--- Begin ---

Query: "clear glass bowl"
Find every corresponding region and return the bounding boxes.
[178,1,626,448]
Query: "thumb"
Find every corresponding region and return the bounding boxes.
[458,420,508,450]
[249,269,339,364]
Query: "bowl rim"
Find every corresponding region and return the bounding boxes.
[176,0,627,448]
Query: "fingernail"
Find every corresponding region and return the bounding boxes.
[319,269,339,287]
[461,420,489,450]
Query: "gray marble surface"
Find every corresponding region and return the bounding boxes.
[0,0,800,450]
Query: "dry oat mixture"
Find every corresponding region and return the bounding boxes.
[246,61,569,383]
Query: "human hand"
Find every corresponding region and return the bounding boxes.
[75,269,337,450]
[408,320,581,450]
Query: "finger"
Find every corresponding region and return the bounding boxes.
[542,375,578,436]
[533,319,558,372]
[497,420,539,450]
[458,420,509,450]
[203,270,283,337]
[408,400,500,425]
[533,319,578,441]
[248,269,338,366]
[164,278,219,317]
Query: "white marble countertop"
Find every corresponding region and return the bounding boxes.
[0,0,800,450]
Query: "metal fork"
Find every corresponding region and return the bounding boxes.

--- End ---

AIM OF THE EXERCISE: Convert the rows above into a JSON array of strings, with one string per line and any blank lines omitted.

OUTPUT OF THE TASK:
[
  "Query: \"clear glass bowl\"",
  "Find every corresponding region and return the bounding boxes.",
  "[178,1,626,448]",
  "Query: \"thumb\"",
  "Find every corresponding region and return the bounding boxes.",
  "[458,420,508,450]",
  "[249,269,339,364]",
  "Query: \"bowl rim\"",
  "Find every corresponding region and return the bounding boxes.",
  "[176,0,627,448]",
  "Query: \"fingernail\"",
  "Find every corresponding region and return the bounding boxes.",
  "[319,269,339,287]",
  "[461,420,489,450]",
  "Query: \"gray marble surface\"",
  "Find every corresponding region and return the bounding boxes.",
  "[0,0,800,450]",
  "Query: \"dry oat mixture\"",
  "Find every corresponding region and return the bounding boxes.",
  "[246,61,569,383]",
  "Query: \"human hand\"",
  "Find every corresponding region and return the bounding boxes.",
  "[75,269,337,450]",
  "[408,320,581,450]",
  "Query: \"finger\"",
  "Find every corresponding region and return the bounding boxes.",
  "[542,375,578,436]",
  "[533,319,558,372]",
  "[497,420,539,450]",
  "[458,420,509,450]",
  "[203,270,283,337]",
  "[408,400,500,425]",
  "[533,319,578,441]",
  "[248,269,338,366]",
  "[164,278,219,317]",
  "Query: \"white marble countertop\"",
  "Find every corresponding region and return the bounding boxes.",
  "[0,0,800,450]",
  "Query: \"metal fork\"",
  "Find every corresponding region and return the bounding boxes."
]